* begin Selected extract *
How even giant multi-national brewing corporations can screw it up by lazily copying and pasting

Rule number one in the history writing biz is: don’t just copy-and-paste stuff off the internet (or from anywhere else), because the chances are high that what you have copied is wrong, and some fecker (me, in this case) will come along and hold you up to ridicule and abuse.

I’m talking about you, today, Carlsberg, for some egregious copying-and-pasting with no original research at all on your corporate website, which claims, vis-à-vis the Lion brewery in Sri Lanka, a fair slice of which is owned by the Danes, that

“The Ceylon Brewery was the first brewery in Sri Lanka. It was established in 1881 by Sir Samuel Backer as a cottage industry, catering for the British colonial tea plantations in the hill country retreat of Nuwara Eliya. With its cool climate and natural spring water, Nuwara Eilya was the ideal location for a brewery. It acquired limited liability company status in 1911.”
* end Selected extract *
* begin Entries supplied *
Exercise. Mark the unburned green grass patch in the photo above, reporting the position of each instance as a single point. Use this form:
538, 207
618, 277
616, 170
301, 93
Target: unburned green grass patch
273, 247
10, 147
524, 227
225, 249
* end Entries supplied *
* _Aim_:
Set down, word for word, the stretch of the brewery-history piece from "How even giant" through "ridicule and abuse.".

* _Reply to the exercise_:
How even giant multi-national brewing corporations can screw it up by lazily copying and pasting

Rule number one in the history writing biz is: don’t just copy-and-paste stuff off the internet (or from anywhere else), because the chances are high that what you have copied is wrong, and some fecker (me, in this case) will come along and hold you up to ridicule and abuse.